*** Given records ***
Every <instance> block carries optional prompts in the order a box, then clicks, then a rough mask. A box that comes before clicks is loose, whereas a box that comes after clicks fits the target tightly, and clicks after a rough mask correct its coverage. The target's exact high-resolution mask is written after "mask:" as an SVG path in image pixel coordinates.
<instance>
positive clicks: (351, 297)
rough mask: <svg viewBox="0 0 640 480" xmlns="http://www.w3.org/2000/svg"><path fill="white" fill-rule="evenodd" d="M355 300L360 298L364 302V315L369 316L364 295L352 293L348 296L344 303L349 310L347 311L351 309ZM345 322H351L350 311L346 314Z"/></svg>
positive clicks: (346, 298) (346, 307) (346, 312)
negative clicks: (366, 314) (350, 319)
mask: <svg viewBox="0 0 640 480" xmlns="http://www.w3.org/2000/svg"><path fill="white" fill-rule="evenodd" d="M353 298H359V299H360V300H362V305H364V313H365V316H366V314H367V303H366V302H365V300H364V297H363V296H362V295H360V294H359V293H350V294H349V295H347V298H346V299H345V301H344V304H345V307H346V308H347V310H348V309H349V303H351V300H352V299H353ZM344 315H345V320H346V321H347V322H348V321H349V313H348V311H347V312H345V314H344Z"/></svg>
*** End of Given records ***
*** Given records ***
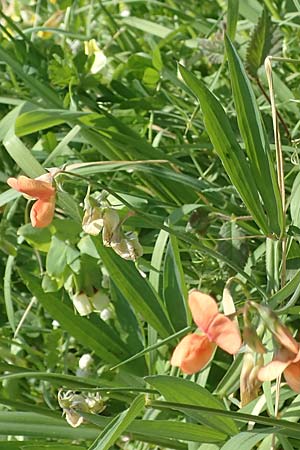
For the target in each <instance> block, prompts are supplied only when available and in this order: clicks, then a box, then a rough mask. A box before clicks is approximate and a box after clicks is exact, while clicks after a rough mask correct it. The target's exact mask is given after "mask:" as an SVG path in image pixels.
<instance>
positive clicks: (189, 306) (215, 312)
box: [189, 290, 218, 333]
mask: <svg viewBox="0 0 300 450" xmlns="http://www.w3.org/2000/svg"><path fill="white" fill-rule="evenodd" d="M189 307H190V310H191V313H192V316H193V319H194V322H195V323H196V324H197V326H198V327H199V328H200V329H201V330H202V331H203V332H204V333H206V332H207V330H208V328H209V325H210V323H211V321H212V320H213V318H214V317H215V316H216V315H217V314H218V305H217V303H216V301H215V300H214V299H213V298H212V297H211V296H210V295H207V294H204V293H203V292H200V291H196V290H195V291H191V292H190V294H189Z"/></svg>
*** End of Given records ***
*** Given records ***
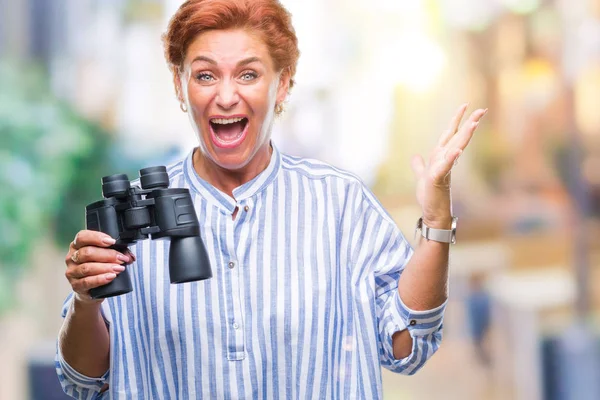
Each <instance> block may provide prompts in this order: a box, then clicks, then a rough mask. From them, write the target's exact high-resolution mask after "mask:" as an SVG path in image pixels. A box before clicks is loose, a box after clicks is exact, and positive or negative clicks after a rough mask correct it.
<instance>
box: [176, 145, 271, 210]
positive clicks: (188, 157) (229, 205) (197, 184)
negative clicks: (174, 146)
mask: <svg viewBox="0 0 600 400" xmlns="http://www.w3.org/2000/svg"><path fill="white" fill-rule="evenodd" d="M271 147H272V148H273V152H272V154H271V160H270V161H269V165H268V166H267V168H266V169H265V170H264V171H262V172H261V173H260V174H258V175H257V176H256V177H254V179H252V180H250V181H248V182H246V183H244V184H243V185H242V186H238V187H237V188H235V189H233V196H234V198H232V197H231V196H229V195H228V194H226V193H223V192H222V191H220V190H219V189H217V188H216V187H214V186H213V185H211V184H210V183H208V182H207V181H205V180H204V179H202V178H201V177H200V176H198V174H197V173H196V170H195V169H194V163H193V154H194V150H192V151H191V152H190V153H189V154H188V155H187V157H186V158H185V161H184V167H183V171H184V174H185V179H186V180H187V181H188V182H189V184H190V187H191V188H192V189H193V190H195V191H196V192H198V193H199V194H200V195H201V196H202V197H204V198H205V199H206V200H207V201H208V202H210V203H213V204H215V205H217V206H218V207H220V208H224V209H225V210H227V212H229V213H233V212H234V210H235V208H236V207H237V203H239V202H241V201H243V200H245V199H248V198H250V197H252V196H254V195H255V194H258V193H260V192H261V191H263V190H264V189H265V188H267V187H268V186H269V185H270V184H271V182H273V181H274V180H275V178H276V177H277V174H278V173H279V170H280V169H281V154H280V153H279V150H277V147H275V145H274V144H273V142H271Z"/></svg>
*** End of Given records ***
### Try it
State how many rows above contain the word "loose", giving only the number.

### Answer to this exercise
2